## Exercise text
----------------
Bacteria can be major problems for human health. One of the reasons for that is because they have the ability to form biofilms.
What is a biofilm you ask?
I am glad you’re here.
Bacterial biofilms are defined as a structured consortium of microbial cells surrounded by a self-produced matrix.
This means a bacterial biofilm can be understood as a self-built house. It is like bacteria have protecting walls and a roof around them. Such biofilm protects them from all sorts of stresses either of chemical or mechanical nature.
Most antibiotics cannot penetrate biofilm, so that bacteria are safe inside. Bacteria keep their own nutrients and water and oxygen within the biofilm, so in case of desiccation or starvation, they can survive inside. Immune cells cannot break through a biofilm, hence bacteria inside are well protected from the host immune system.
So, basically, a bacterial biofilm is like a master accommodation for bacteria.
But where do we find biofilms?
Biofilm is the stuff that you can feel on your teeth in the morning after you woke up and that you then brush off your teeth.
Biofilm is the gloomy stuff that grows on your kitchen sponge after a while and it is the crust in your kitchen sink if you haven’t cleaned it for a while.
----------------
## Exercise set
- A) Answer the following questions using the text on bacterial biofilms.
(i) How does the text define bacterial biofilms?
(ii) What cannot break through a biofilm, according to the text?
(iii) Which kitchen item does the text say biofilm grows on after a while?
- B) Reproduce word for word the passage of the text on bacterial biofilms from "Bacteria can be" to "host immune system.".

Data records
----------------
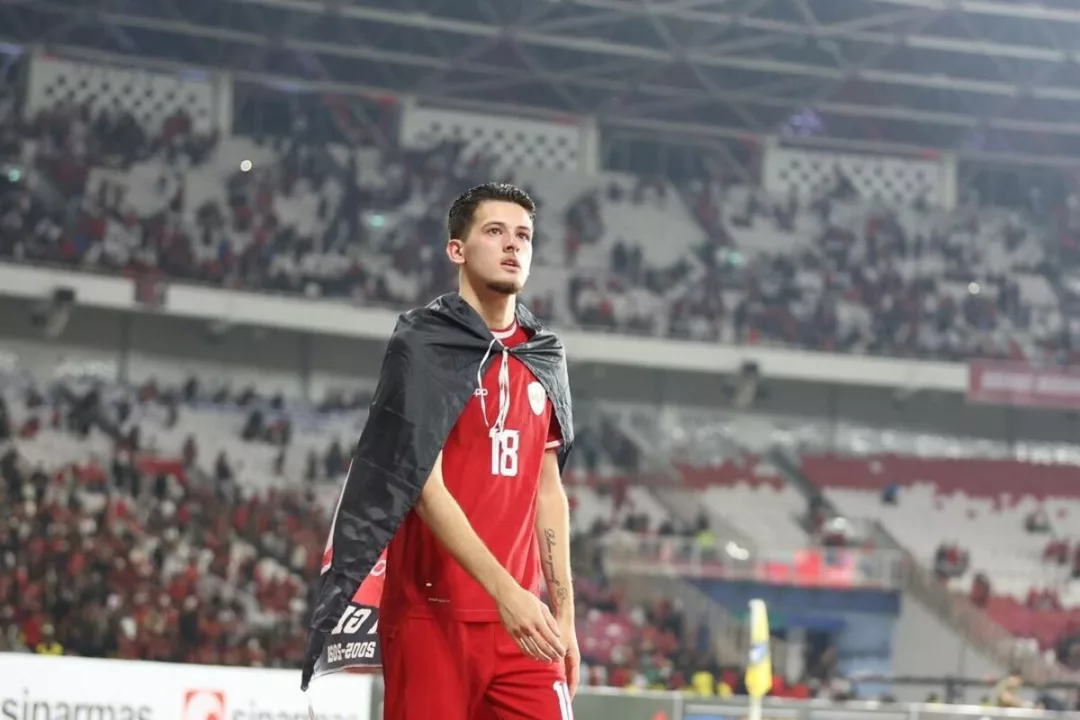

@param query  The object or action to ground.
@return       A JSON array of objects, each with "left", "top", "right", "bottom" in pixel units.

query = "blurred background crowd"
[{"left": 0, "top": 4, "right": 1080, "bottom": 709}]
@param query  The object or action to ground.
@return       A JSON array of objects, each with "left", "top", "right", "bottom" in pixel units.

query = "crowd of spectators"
[
  {"left": 0, "top": 85, "right": 1072, "bottom": 367},
  {"left": 0, "top": 371, "right": 777, "bottom": 695}
]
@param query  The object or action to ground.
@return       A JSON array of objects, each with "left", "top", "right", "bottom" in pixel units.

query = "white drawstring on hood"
[{"left": 476, "top": 334, "right": 510, "bottom": 437}]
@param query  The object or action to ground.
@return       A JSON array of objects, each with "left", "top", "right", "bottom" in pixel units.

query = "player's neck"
[{"left": 458, "top": 283, "right": 517, "bottom": 330}]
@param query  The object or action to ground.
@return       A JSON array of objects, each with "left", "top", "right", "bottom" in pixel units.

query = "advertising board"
[{"left": 0, "top": 653, "right": 372, "bottom": 720}]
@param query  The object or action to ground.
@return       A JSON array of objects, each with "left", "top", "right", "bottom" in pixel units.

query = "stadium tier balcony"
[
  {"left": 626, "top": 409, "right": 1080, "bottom": 655},
  {"left": 0, "top": 94, "right": 1064, "bottom": 359},
  {"left": 0, "top": 375, "right": 738, "bottom": 689}
]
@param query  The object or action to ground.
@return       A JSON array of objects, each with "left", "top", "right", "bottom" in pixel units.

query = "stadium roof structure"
[{"left": 6, "top": 0, "right": 1080, "bottom": 164}]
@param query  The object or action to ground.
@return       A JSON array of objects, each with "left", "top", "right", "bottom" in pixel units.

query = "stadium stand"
[
  {"left": 6, "top": 47, "right": 1080, "bottom": 712},
  {"left": 0, "top": 90, "right": 1066, "bottom": 359}
]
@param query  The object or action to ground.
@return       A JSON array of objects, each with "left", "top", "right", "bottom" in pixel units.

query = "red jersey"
[{"left": 379, "top": 323, "right": 562, "bottom": 627}]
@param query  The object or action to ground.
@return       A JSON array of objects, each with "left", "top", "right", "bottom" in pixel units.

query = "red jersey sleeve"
[{"left": 543, "top": 410, "right": 563, "bottom": 450}]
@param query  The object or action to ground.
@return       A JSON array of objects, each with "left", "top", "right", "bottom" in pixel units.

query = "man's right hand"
[{"left": 495, "top": 583, "right": 566, "bottom": 663}]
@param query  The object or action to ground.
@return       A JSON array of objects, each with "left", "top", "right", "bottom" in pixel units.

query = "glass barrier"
[{"left": 603, "top": 531, "right": 904, "bottom": 589}]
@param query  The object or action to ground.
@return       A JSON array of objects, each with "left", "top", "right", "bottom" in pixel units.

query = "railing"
[{"left": 604, "top": 532, "right": 904, "bottom": 589}]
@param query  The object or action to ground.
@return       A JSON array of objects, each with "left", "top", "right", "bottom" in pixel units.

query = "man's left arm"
[{"left": 537, "top": 448, "right": 581, "bottom": 697}]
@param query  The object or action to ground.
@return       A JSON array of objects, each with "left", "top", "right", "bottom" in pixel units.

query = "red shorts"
[{"left": 379, "top": 617, "right": 573, "bottom": 720}]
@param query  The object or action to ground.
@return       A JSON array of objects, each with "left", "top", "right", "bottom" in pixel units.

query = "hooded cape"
[{"left": 300, "top": 293, "right": 573, "bottom": 690}]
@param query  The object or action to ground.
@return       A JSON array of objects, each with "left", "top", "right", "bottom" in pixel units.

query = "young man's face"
[{"left": 447, "top": 201, "right": 532, "bottom": 295}]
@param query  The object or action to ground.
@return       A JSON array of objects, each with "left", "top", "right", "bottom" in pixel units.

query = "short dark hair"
[{"left": 446, "top": 182, "right": 537, "bottom": 239}]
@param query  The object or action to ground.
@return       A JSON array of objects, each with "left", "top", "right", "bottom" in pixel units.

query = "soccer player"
[{"left": 378, "top": 184, "right": 581, "bottom": 720}]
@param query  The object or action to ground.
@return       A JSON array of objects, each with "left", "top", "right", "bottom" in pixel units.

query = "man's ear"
[{"left": 446, "top": 237, "right": 465, "bottom": 266}]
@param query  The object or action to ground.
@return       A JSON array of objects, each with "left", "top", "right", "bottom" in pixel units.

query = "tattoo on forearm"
[{"left": 543, "top": 528, "right": 570, "bottom": 609}]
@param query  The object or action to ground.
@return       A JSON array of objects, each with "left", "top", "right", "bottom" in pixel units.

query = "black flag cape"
[{"left": 300, "top": 293, "right": 573, "bottom": 690}]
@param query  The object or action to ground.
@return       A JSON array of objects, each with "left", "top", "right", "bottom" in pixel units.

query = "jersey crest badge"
[{"left": 528, "top": 382, "right": 548, "bottom": 415}]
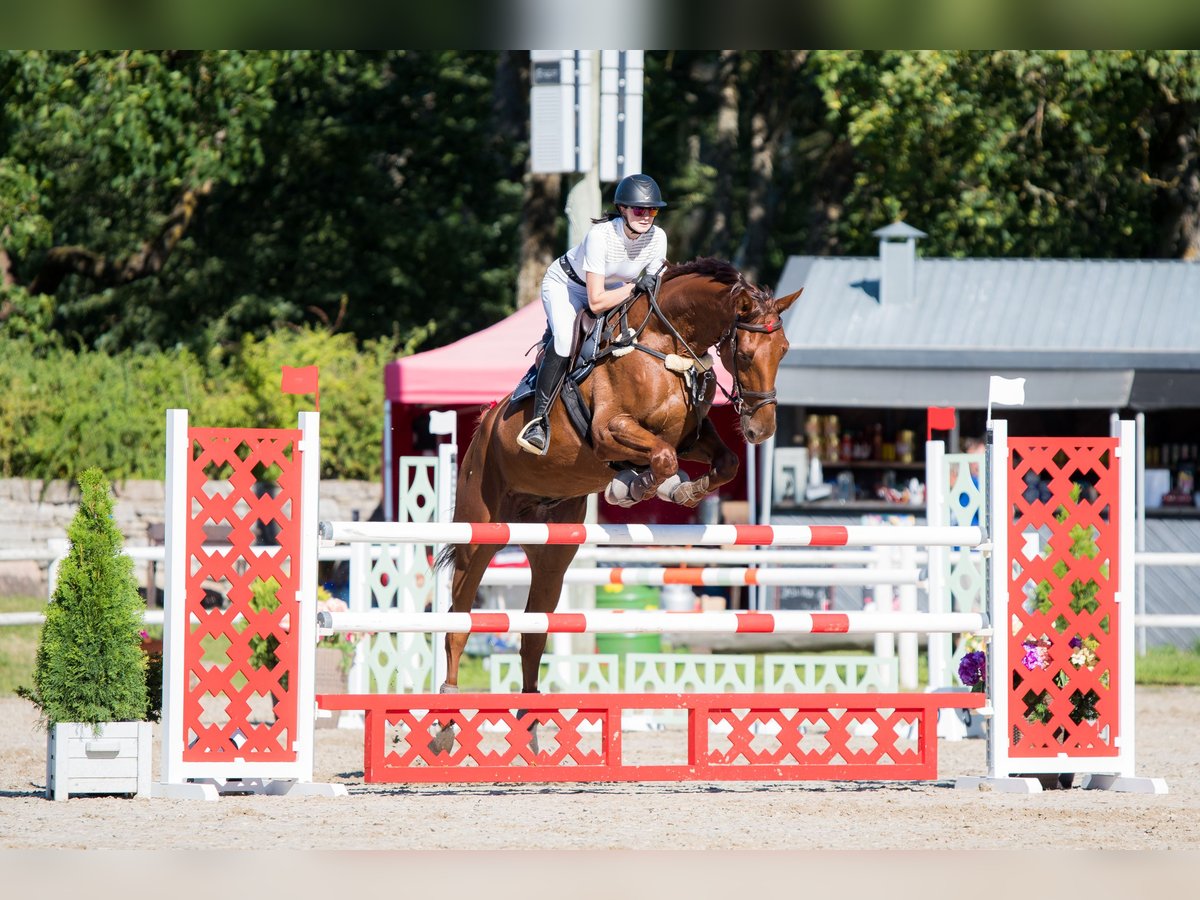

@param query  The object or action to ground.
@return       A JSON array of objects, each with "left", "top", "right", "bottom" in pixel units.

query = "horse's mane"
[{"left": 662, "top": 257, "right": 774, "bottom": 307}]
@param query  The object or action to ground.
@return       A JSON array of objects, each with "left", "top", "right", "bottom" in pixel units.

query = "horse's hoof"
[
  {"left": 428, "top": 725, "right": 454, "bottom": 756},
  {"left": 604, "top": 469, "right": 638, "bottom": 509},
  {"left": 671, "top": 481, "right": 706, "bottom": 509},
  {"left": 655, "top": 469, "right": 691, "bottom": 503},
  {"left": 517, "top": 709, "right": 538, "bottom": 756}
]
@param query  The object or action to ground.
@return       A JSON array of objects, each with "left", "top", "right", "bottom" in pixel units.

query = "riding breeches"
[{"left": 541, "top": 273, "right": 588, "bottom": 356}]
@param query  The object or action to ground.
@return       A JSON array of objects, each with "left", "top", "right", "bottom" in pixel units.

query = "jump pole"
[
  {"left": 320, "top": 522, "right": 984, "bottom": 547},
  {"left": 317, "top": 610, "right": 989, "bottom": 635}
]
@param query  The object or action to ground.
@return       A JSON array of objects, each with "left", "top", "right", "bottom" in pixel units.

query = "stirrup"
[{"left": 517, "top": 416, "right": 550, "bottom": 456}]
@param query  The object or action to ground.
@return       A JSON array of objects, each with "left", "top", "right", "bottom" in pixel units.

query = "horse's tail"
[{"left": 433, "top": 544, "right": 458, "bottom": 571}]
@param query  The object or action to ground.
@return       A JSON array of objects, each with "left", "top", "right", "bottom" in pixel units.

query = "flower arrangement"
[
  {"left": 17, "top": 467, "right": 149, "bottom": 728},
  {"left": 1021, "top": 637, "right": 1050, "bottom": 672},
  {"left": 959, "top": 650, "right": 988, "bottom": 694},
  {"left": 317, "top": 587, "right": 361, "bottom": 672}
]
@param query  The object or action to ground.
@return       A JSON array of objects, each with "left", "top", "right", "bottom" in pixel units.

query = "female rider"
[{"left": 517, "top": 175, "right": 667, "bottom": 456}]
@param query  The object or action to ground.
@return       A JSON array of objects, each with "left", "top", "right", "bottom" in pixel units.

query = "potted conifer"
[{"left": 17, "top": 468, "right": 152, "bottom": 799}]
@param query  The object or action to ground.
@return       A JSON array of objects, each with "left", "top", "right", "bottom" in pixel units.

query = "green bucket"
[{"left": 596, "top": 584, "right": 662, "bottom": 656}]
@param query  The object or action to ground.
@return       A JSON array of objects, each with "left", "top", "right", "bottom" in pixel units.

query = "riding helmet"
[{"left": 612, "top": 175, "right": 667, "bottom": 208}]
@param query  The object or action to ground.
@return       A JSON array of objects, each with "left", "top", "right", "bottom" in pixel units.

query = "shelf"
[
  {"left": 770, "top": 500, "right": 925, "bottom": 516},
  {"left": 821, "top": 460, "right": 925, "bottom": 472}
]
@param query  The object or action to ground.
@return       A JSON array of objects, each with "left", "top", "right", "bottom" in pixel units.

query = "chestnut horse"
[{"left": 438, "top": 259, "right": 800, "bottom": 720}]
----------------
## Numbered answers
- A)
(i) As a structured consortium of microbial cells surrounded by a self-produced matrix.
(ii) Immune cells.
(iii) The kitchen sponge.

- B)
Bacteria can be major problems for human health. One of the reasons for that is because they have the ability to form biofilms.
What is a biofilm you ask?
I am glad you’re here.
Bacterial biofilms are defined as a structured consortium of microbial cells surrounded by a self-produced matrix.
This means a bacterial biofilm can be understood as a self-built house. It is like bacteria have protecting walls and a roof around them. Such biofilm protects them from all sorts of stresses either of chemical or mechanical nature.
Most antibiotics cannot penetrate biofilm, so that bacteria are safe inside. Bacteria keep their own nutrients and water and oxygen within the biofilm, so in case of desiccation or starvation, they can survive inside. Immune cells cannot break through a biofilm, hence bacteria inside are well protected from the host immune system.